◆ **PROMPT**
Repeat every record below exactly as written.

◆ **MATERIAL SUPPLIED**
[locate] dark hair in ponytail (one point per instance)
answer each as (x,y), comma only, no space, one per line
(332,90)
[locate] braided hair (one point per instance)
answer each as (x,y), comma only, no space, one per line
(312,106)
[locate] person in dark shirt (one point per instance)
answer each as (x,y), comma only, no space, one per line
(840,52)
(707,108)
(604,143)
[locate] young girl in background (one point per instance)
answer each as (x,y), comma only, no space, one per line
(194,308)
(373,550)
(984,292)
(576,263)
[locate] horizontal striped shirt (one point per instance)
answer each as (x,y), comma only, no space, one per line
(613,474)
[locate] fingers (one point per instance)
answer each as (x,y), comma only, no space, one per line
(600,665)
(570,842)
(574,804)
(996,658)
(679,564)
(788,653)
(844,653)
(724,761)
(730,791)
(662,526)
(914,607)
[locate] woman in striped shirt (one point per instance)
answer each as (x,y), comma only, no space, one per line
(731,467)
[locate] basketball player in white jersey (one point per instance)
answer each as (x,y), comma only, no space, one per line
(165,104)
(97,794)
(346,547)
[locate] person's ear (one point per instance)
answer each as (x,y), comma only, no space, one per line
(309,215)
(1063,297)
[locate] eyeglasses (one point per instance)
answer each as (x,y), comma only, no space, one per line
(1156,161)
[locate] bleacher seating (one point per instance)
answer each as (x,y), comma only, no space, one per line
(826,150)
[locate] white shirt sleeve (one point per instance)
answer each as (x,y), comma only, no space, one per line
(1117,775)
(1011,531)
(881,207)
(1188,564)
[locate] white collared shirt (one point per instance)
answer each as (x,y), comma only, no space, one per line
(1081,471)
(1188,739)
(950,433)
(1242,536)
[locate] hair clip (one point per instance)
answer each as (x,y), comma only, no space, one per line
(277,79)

◆ **RESPONSE BOX**
[locate] dark hair in ponytail (one point per instance)
answer each as (x,y), comma only, no space, one per line
(332,90)
[locate] braided hair (one point per instance)
answer each as (x,y), comma only, no space, one per line
(312,106)
[locate] person in dark shirt (one point per instance)
answer each as (x,y), comma only, no space, one per line
(840,52)
(707,108)
(604,143)
[locate] young girl in background (one point per instance)
answer each as (x,y), comma only, no space, one per line
(194,308)
(373,550)
(984,292)
(576,263)
[locate] horizontal striped shirt (one point per instance)
answer each as (x,y), comma only, no space, one per line
(613,474)
[locate] fingers (one point per instance)
answer each as (x,y), comma only, no space, one per line
(600,665)
(570,842)
(574,804)
(996,658)
(679,564)
(788,653)
(844,653)
(724,761)
(730,791)
(662,526)
(914,607)
[locate] woman in striped shirt (one point per instance)
answer each as (x,y), comma only, no space, one per line
(731,467)
[locate] basketball player in white jersey (one point per instance)
answer each as (x,y), comma only, no space, one per line
(165,104)
(97,794)
(346,547)
[locate] person's ear (one point per instance)
answer each as (x,y), comma only, no space, one per line
(309,215)
(1063,297)
[locate] eyeglasses (one point per instance)
answer each as (x,y), comma only, no space, one per line
(1156,161)
[locate] bleacher seating (one point per instance)
answer each as (x,y), comma only, no space, one per line
(826,150)
[locate] white shirt sleeve (one point per instance)
answer each as (x,y), comma only, no space, one per line
(1117,775)
(1011,531)
(881,207)
(1188,564)
[locate] white collared shirt (one point per instance)
answer each as (x,y), comma only, no space, one per line
(1081,471)
(1188,739)
(950,433)
(1242,536)
[locate] hair clip (one point per instance)
answer each as (x,y), comma only, no space, one per line
(277,79)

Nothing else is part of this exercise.